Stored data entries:
*** Block opens ***
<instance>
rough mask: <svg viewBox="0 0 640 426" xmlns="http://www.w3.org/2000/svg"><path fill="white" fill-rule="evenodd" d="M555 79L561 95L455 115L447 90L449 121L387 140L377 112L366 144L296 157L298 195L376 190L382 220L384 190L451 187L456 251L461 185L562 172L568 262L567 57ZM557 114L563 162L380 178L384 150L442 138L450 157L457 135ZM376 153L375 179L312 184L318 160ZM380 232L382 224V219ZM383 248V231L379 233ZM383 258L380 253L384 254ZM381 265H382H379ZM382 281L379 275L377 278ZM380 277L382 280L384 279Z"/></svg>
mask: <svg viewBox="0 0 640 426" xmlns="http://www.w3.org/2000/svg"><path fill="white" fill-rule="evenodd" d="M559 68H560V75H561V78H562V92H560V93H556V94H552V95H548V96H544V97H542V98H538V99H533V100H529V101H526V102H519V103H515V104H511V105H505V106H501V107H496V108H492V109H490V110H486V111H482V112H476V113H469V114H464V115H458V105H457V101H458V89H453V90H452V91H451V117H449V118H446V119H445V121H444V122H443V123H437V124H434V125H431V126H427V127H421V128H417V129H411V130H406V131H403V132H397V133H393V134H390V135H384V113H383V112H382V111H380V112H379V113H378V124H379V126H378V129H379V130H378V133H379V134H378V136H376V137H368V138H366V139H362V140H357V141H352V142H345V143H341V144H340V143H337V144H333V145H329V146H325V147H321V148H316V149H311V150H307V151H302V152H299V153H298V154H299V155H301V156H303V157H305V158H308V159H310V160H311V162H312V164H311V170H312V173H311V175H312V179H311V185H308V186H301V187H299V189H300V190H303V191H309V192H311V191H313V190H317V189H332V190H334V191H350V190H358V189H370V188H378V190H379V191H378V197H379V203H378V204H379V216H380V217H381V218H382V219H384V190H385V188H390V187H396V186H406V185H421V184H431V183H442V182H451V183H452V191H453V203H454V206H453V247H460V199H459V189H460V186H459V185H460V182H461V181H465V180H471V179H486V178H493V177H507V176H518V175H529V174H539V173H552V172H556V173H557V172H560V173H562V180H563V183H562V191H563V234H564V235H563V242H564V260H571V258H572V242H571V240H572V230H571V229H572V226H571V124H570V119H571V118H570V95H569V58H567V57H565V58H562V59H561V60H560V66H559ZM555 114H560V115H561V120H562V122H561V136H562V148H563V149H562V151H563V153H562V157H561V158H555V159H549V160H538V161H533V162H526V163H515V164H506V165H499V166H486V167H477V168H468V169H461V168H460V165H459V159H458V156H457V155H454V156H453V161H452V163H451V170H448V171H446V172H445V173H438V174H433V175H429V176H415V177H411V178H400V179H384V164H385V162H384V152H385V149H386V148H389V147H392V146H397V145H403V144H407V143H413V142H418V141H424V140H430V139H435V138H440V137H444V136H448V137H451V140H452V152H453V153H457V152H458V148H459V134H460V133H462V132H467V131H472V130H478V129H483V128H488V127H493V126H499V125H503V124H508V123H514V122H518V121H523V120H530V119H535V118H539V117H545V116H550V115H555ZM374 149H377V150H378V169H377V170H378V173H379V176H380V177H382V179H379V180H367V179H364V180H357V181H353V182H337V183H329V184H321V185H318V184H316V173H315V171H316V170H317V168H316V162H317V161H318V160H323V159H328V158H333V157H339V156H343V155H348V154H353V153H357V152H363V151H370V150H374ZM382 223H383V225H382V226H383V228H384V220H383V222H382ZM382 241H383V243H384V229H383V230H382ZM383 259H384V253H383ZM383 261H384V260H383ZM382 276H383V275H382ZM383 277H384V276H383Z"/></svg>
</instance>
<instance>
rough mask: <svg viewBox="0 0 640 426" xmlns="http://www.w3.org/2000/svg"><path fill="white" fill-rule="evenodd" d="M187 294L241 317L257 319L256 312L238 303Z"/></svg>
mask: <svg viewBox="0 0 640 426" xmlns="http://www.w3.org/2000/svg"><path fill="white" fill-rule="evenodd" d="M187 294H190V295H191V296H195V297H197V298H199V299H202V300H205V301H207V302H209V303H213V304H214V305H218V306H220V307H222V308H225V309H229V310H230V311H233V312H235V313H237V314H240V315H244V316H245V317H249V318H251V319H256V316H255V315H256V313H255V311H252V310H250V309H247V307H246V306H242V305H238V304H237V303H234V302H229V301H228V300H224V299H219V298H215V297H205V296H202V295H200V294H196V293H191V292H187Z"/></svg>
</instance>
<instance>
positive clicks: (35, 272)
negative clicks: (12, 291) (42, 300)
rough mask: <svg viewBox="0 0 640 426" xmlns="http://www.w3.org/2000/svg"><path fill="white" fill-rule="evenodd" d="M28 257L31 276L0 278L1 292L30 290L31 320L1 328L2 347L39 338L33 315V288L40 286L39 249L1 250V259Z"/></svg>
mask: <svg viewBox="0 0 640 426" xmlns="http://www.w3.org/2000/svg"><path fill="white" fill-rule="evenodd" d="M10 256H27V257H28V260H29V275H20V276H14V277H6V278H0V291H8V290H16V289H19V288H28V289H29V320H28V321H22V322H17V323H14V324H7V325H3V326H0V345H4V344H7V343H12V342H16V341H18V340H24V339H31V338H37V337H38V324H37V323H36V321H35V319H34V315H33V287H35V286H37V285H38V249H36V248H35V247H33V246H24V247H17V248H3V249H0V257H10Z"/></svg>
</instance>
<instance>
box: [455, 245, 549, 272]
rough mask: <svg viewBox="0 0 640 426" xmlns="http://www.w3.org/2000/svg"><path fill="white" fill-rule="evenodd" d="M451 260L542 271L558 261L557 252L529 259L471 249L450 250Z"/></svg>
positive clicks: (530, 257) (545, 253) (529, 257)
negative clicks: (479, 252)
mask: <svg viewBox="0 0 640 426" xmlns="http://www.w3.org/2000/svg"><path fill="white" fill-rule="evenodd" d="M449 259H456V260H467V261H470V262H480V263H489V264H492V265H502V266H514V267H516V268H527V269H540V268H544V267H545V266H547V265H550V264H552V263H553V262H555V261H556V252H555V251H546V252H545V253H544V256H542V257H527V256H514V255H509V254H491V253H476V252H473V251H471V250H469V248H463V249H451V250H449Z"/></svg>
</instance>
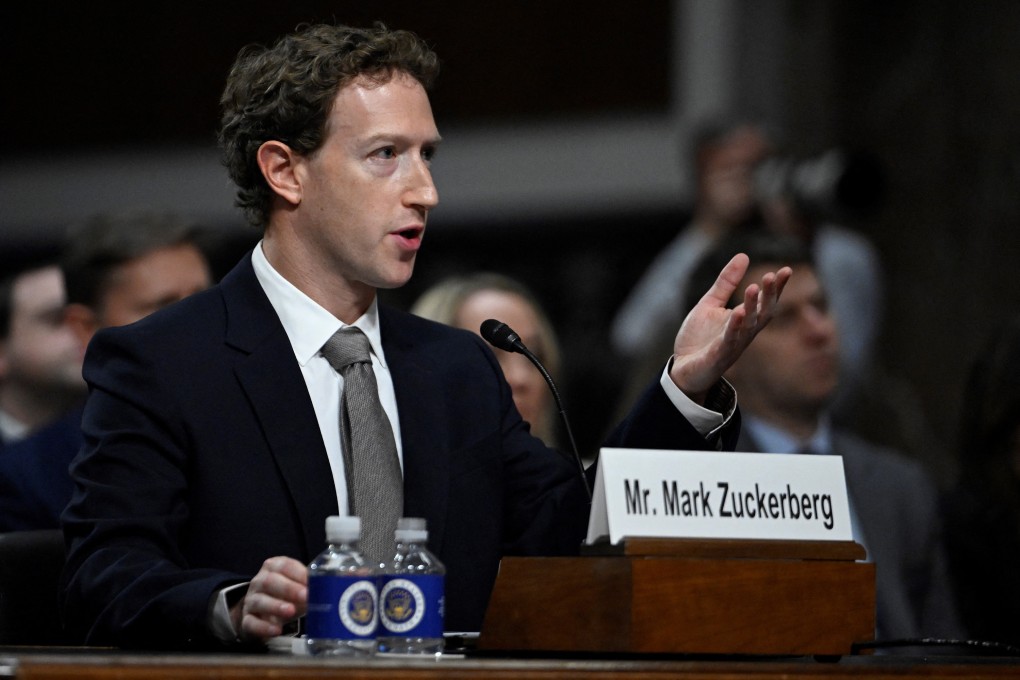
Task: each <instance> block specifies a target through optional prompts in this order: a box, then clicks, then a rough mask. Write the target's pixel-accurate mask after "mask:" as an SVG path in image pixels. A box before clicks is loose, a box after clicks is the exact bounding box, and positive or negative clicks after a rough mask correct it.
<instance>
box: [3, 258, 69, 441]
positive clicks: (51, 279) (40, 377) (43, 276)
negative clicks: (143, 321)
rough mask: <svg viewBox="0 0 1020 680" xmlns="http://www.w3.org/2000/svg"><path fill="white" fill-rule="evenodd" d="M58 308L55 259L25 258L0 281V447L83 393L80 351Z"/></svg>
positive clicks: (42, 423) (54, 416)
mask: <svg viewBox="0 0 1020 680" xmlns="http://www.w3.org/2000/svg"><path fill="white" fill-rule="evenodd" d="M63 309H64V284H63V274H62V273H61V272H60V268H59V267H58V266H57V265H56V263H55V262H45V261H41V260H37V259H36V258H30V259H29V260H27V261H22V262H20V263H18V266H17V267H16V268H12V269H11V270H9V271H7V272H5V274H4V277H3V279H2V280H0V451H2V450H3V448H4V447H5V446H7V444H10V443H12V442H14V441H17V440H20V439H22V438H24V437H25V436H28V435H30V434H31V433H32V432H35V431H37V430H39V429H40V428H41V427H43V426H45V425H47V424H49V423H51V422H53V421H54V420H56V419H58V418H59V417H60V416H62V415H63V414H64V413H66V412H67V411H68V410H70V409H72V408H73V407H74V406H75V405H78V404H79V403H80V402H81V401H82V399H83V398H84V397H85V381H84V380H83V379H82V350H81V347H80V346H79V343H78V341H77V339H75V337H74V335H73V333H72V332H71V331H70V329H69V328H68V327H67V326H66V325H64V323H63Z"/></svg>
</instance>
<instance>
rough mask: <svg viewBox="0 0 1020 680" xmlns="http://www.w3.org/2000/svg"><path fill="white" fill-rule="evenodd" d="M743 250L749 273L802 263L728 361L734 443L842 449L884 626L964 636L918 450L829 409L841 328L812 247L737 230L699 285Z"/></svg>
mask: <svg viewBox="0 0 1020 680" xmlns="http://www.w3.org/2000/svg"><path fill="white" fill-rule="evenodd" d="M736 252H742V253H746V254H747V255H748V256H749V257H750V258H751V261H752V263H754V264H752V266H751V268H750V269H749V270H748V272H747V274H746V276H747V279H746V280H753V277H754V276H755V275H758V274H759V273H760V271H765V270H768V269H769V268H770V267H775V266H792V267H793V268H794V271H795V273H794V276H793V277H790V279H789V282H788V284H787V285H786V287H785V290H784V291H783V295H782V298H781V299H780V300H779V303H778V305H777V307H776V311H775V316H774V318H773V319H772V322H771V323H770V324H769V325H768V326H766V327H765V328H764V329H762V331H761V332H760V333H759V334H758V337H757V338H755V342H754V343H752V345H751V346H750V347H749V348H748V349H747V351H746V352H745V353H744V354H743V355H742V356H741V358H739V359H737V360H736V362H734V363H733V365H732V366H731V367H730V368H729V369H728V370H727V371H726V373H725V377H726V379H728V380H729V381H730V382H731V383H732V385H733V387H734V388H735V390H736V394H737V396H738V398H739V400H741V408H742V410H743V414H744V421H743V423H742V425H743V426H742V429H741V435H739V438H738V439H737V444H736V451H744V452H757V453H768V454H813V455H837V456H840V457H843V463H844V469H845V473H846V479H847V490H848V493H849V496H850V506H851V519H852V523H853V530H854V538H855V540H857V542H859V543H861V544H862V545H864V547H865V548H866V550H867V554H868V560H869V561H870V562H873V563H875V566H876V577H875V581H876V582H875V600H876V601H875V606H876V613H875V618H876V635H877V638H878V639H879V640H892V639H910V640H918V639H920V638H925V637H939V638H948V639H963V638H964V637H965V633H964V628H963V626H962V625H961V623H960V619H959V615H958V613H957V609H956V599H955V596H954V594H953V589H952V586H951V583H950V577H949V566H948V555H947V550H946V545H945V542H943V536H942V532H941V528H942V525H941V518H940V515H939V508H938V493H937V490H936V487H935V484H934V483H933V481H932V479H931V478H930V477H929V475H928V473H927V471H926V470H924V468H923V467H922V466H921V465H920V464H919V463H917V462H916V461H914V460H911V459H909V458H907V457H906V456H904V455H902V454H900V453H899V452H897V451H895V450H892V449H889V448H885V447H879V446H877V444H875V443H872V442H871V441H869V440H866V439H865V438H864V437H862V436H860V435H859V434H858V433H857V432H856V431H853V430H851V429H849V428H847V427H843V426H840V425H838V424H836V423H834V422H833V421H832V418H831V412H830V409H831V406H832V401H833V399H834V396H835V394H836V389H837V387H838V384H839V380H840V379H841V369H840V363H839V352H840V344H839V341H840V338H839V335H838V333H837V332H836V324H835V318H834V317H833V315H832V314H831V312H830V308H829V298H828V295H827V291H826V289H825V286H824V284H823V282H822V280H821V276H820V274H819V272H818V270H817V268H816V265H815V263H814V259H813V257H812V255H811V252H810V250H809V249H808V248H806V247H805V245H804V244H803V243H802V242H800V241H799V240H797V239H794V238H790V237H777V236H775V234H771V233H767V232H759V233H749V234H741V236H736V237H732V238H730V239H727V240H724V241H722V242H720V244H719V246H718V248H717V249H714V250H713V251H711V252H710V253H709V254H708V255H707V256H706V257H705V259H704V260H703V262H702V263H701V264H700V265H699V266H698V267H697V268H696V270H695V271H694V273H693V275H692V279H691V280H692V291H697V290H699V289H698V286H699V285H701V284H702V282H703V281H704V280H706V278H707V277H708V276H709V275H710V274H709V272H710V271H711V268H712V267H713V266H714V265H715V263H717V262H719V261H720V260H724V259H725V258H726V256H727V254H732V253H736ZM745 282H746V281H745ZM696 302H697V301H696V300H694V299H690V300H688V302H687V304H688V305H693V304H695V303H696ZM733 302H734V303H735V302H736V301H733ZM905 649H907V650H908V651H909V652H912V653H916V648H913V647H909V646H908V647H905Z"/></svg>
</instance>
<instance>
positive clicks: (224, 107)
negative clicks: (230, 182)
mask: <svg viewBox="0 0 1020 680" xmlns="http://www.w3.org/2000/svg"><path fill="white" fill-rule="evenodd" d="M397 72H403V73H407V74H409V75H410V76H411V77H413V79H415V80H416V81H418V83H420V84H421V86H422V87H423V88H425V90H428V89H430V88H431V85H432V82H433V81H435V80H436V76H437V75H438V73H439V59H438V58H437V56H436V53H435V52H432V51H431V50H430V49H429V48H428V47H427V46H426V45H425V44H424V42H422V41H421V40H420V39H419V38H418V37H417V36H415V35H414V34H413V33H410V32H407V31H391V30H389V29H387V28H386V25H384V24H382V23H376V24H375V25H374V27H372V28H370V29H355V28H351V27H345V25H328V24H303V25H300V27H298V29H297V31H296V32H295V33H294V34H291V35H288V36H285V37H283V38H281V39H279V40H277V41H276V43H275V44H273V45H272V47H268V48H267V47H264V46H262V45H249V46H247V47H245V48H244V49H242V50H241V52H240V53H239V54H238V58H237V59H236V60H235V62H234V65H233V66H232V67H231V71H230V74H228V75H227V77H226V87H225V88H224V90H223V95H222V97H220V100H219V103H220V106H221V108H222V117H221V118H220V129H219V145H220V148H221V149H222V153H223V164H224V165H225V166H226V169H227V172H228V173H230V175H231V178H232V179H233V180H234V182H235V184H236V185H237V186H238V198H237V202H236V205H237V206H238V207H240V208H242V209H243V210H244V211H245V215H246V216H247V218H248V221H249V222H251V223H252V224H253V225H255V226H258V227H265V225H266V223H267V222H268V219H269V206H270V202H271V199H272V192H271V190H270V189H269V187H268V185H267V184H266V182H265V178H264V177H263V176H262V172H261V171H260V170H259V167H258V162H257V160H256V154H257V152H258V149H259V147H261V146H262V144H263V143H265V142H267V141H269V140H276V141H279V142H283V143H284V144H286V145H288V146H289V147H291V149H293V150H294V151H296V152H297V153H299V154H303V155H308V154H311V153H313V152H314V151H315V150H316V149H318V148H319V146H321V144H322V139H323V137H324V134H325V123H326V120H327V118H328V116H329V113H330V111H331V109H333V104H334V100H335V99H336V97H337V93H338V92H340V90H341V89H343V88H344V87H346V86H347V85H349V84H350V83H351V82H352V81H354V80H355V79H357V77H359V76H365V77H368V79H370V80H372V81H375V82H377V83H379V84H381V83H386V82H387V81H389V80H390V79H391V77H392V76H393V75H394V73H397Z"/></svg>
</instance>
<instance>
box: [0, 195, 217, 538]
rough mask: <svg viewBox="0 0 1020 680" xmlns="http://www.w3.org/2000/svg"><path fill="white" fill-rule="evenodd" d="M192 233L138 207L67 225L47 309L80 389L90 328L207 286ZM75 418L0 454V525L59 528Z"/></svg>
mask: <svg viewBox="0 0 1020 680" xmlns="http://www.w3.org/2000/svg"><path fill="white" fill-rule="evenodd" d="M200 237H201V231H200V230H199V228H198V227H197V226H196V225H194V224H192V223H191V222H189V221H186V220H183V219H181V218H179V217H176V216H173V215H169V214H160V213H152V212H143V211H130V212H123V213H114V214H103V215H98V216H96V217H94V218H93V219H91V220H89V221H87V222H85V223H83V224H81V225H78V226H74V227H71V228H70V229H69V230H68V233H67V239H66V242H65V246H64V253H63V257H62V259H61V265H60V266H61V269H62V270H63V276H62V278H63V280H64V281H65V282H66V305H65V306H63V307H62V309H60V308H58V309H55V310H53V313H54V314H55V318H56V319H57V320H58V323H59V324H60V328H61V330H62V332H64V333H65V334H66V335H67V336H68V337H70V338H71V341H72V344H73V349H74V352H73V356H74V358H75V362H77V363H75V364H74V366H73V373H74V374H75V375H77V376H78V379H79V380H80V381H81V383H82V385H83V388H84V384H85V382H84V380H82V357H83V356H84V354H85V350H86V348H87V347H88V344H89V341H91V339H92V335H93V333H95V332H96V330H98V329H99V328H102V327H106V326H117V325H124V324H127V323H132V322H134V321H137V320H138V319H140V318H142V317H144V316H146V315H148V314H150V313H152V312H154V311H156V310H157V309H160V308H162V307H166V306H167V305H170V304H172V303H174V302H176V301H179V300H182V299H184V298H186V297H188V296H190V295H192V294H193V293H197V292H199V291H202V290H204V289H206V287H208V286H209V285H210V284H211V280H210V274H209V267H208V265H207V262H206V258H205V255H204V254H203V252H202V249H201V248H200V246H199V242H200ZM56 273H57V275H58V276H59V275H60V269H57V270H56ZM62 298H63V292H62V291H61V299H62ZM61 318H62V321H60V319H61ZM81 421H82V410H81V408H74V409H72V410H71V411H70V412H68V413H67V414H66V415H65V416H63V417H62V418H59V419H57V420H56V421H55V422H53V423H51V424H49V425H48V426H46V427H43V428H42V429H40V430H38V431H37V432H35V433H34V434H32V435H31V436H29V437H27V438H24V439H22V440H21V441H19V442H17V443H15V444H11V446H10V447H8V448H7V450H6V451H5V452H3V455H0V531H18V530H28V529H51V528H52V529H55V528H58V527H59V526H60V521H59V519H60V513H61V512H62V511H63V508H64V506H65V505H67V502H68V501H69V500H70V495H71V491H72V489H73V487H72V484H71V481H70V476H69V474H68V472H67V466H68V465H69V464H70V460H71V459H72V458H73V457H74V455H77V454H78V451H79V449H81V447H82V441H83V439H82V430H81Z"/></svg>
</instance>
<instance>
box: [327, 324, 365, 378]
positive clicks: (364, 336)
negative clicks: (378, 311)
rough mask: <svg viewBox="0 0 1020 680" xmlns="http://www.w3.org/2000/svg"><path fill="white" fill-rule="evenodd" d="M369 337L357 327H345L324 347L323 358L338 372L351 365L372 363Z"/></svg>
mask: <svg viewBox="0 0 1020 680" xmlns="http://www.w3.org/2000/svg"><path fill="white" fill-rule="evenodd" d="M370 349H371V345H369V343H368V336H367V335H365V334H364V333H363V332H362V331H361V329H360V328H358V327H356V326H344V327H343V328H341V329H340V330H338V331H337V332H335V333H334V334H333V336H331V337H330V338H329V339H327V341H326V342H325V345H323V346H322V356H323V357H325V360H326V361H328V362H329V365H330V366H333V367H334V369H336V370H337V371H338V372H341V373H342V372H343V371H344V369H345V368H347V367H348V366H350V365H351V364H357V363H364V362H368V361H371V357H370V355H369V351H370Z"/></svg>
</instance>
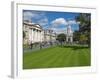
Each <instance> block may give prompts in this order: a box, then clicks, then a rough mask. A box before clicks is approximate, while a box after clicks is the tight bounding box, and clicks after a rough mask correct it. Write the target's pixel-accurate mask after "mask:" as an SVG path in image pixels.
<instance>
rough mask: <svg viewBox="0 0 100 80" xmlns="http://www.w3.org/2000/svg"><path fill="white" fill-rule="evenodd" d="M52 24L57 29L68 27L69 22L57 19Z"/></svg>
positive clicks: (54, 20) (53, 20) (51, 22)
mask: <svg viewBox="0 0 100 80" xmlns="http://www.w3.org/2000/svg"><path fill="white" fill-rule="evenodd" d="M51 24H52V25H53V26H54V27H56V26H58V25H61V24H62V25H67V24H68V23H67V21H66V20H65V19H64V18H57V19H55V20H53V21H52V22H51Z"/></svg>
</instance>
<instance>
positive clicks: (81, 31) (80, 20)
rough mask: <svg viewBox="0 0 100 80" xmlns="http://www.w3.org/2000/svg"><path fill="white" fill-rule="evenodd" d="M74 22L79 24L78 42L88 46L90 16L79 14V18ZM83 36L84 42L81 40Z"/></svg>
mask: <svg viewBox="0 0 100 80" xmlns="http://www.w3.org/2000/svg"><path fill="white" fill-rule="evenodd" d="M76 20H77V21H79V22H80V24H79V33H80V39H79V41H81V42H82V41H83V42H86V43H87V44H88V46H90V39H91V36H90V35H91V29H90V27H91V14H89V13H80V14H79V16H77V17H76ZM83 35H84V40H83V38H82V37H83Z"/></svg>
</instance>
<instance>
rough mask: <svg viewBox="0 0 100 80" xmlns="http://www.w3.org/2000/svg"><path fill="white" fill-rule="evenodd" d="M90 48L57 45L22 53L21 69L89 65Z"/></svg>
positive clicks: (90, 62) (90, 59) (34, 68)
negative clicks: (44, 48) (55, 45)
mask: <svg viewBox="0 0 100 80" xmlns="http://www.w3.org/2000/svg"><path fill="white" fill-rule="evenodd" d="M90 56H91V55H90V48H88V47H85V46H62V47H61V46H57V47H51V48H47V49H42V50H38V51H34V52H26V53H24V54H23V69H35V68H57V67H79V66H90V65H91V64H90V63H91V58H90Z"/></svg>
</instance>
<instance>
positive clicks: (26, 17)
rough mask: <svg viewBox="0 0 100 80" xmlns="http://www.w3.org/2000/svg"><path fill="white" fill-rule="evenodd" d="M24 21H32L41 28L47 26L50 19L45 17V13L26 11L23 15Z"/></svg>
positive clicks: (33, 22) (31, 11)
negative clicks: (27, 20) (28, 20)
mask: <svg viewBox="0 0 100 80" xmlns="http://www.w3.org/2000/svg"><path fill="white" fill-rule="evenodd" d="M23 18H24V20H29V21H31V20H32V23H36V24H39V25H41V26H45V25H47V24H48V19H47V17H46V16H45V13H44V12H39V11H25V12H24V13H23Z"/></svg>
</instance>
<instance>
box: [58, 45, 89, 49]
mask: <svg viewBox="0 0 100 80" xmlns="http://www.w3.org/2000/svg"><path fill="white" fill-rule="evenodd" d="M59 47H61V48H71V49H73V50H78V49H87V48H89V47H88V46H82V45H70V46H64V45H63V46H59Z"/></svg>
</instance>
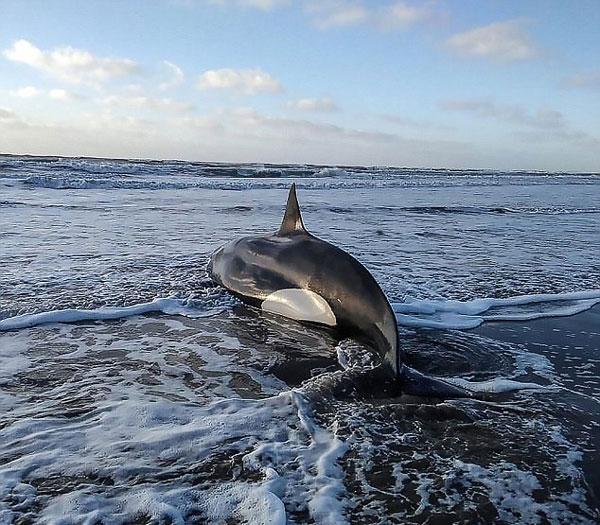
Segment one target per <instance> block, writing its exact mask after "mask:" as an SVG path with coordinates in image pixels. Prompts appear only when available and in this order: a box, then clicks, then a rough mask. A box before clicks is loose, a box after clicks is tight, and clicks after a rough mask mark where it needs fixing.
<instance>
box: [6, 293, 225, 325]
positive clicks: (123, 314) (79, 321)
mask: <svg viewBox="0 0 600 525" xmlns="http://www.w3.org/2000/svg"><path fill="white" fill-rule="evenodd" d="M221 310H222V309H219V308H217V309H216V310H215V309H208V310H203V309H199V308H196V307H192V306H188V305H187V304H186V302H185V301H183V300H180V299H176V298H173V297H166V298H157V299H154V300H153V301H150V302H149V303H140V304H136V305H132V306H123V307H101V308H97V309H94V310H83V309H77V308H69V309H65V310H53V311H49V312H41V313H37V314H23V315H17V316H15V317H9V318H7V319H2V320H1V321H0V332H2V331H7V330H19V329H22V328H31V327H32V326H37V325H42V324H53V323H77V322H80V321H107V320H111V319H122V318H124V317H131V316H134V315H143V314H147V313H150V312H162V313H164V314H169V315H184V316H187V317H206V316H209V315H213V314H214V313H217V312H219V311H221Z"/></svg>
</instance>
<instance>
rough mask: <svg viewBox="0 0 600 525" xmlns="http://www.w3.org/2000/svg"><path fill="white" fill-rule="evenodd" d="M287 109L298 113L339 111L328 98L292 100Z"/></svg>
*** Block closes ***
WORK TO BE COMPLETED: Return, word for word, the lines of the data above from the line with "Task: each <instance>" through the line with "negative clicks: (143, 321)", inclusive.

YOUR RESPONSE:
Task: each <instance> block specifies a target through optional prompts in this order: a box, then clicks, then a rough mask. Write the target's pixel-accurate mask after "mask:" as an SVG path in image pixels. A box before clicks is loose, a box after clicks is the exact bounding box, and positive or negative clicks after a rough mask correct it.
<instance>
box: [3, 258, 69, 441]
positive clicks: (51, 279) (40, 377) (43, 276)
negative clicks: (143, 321)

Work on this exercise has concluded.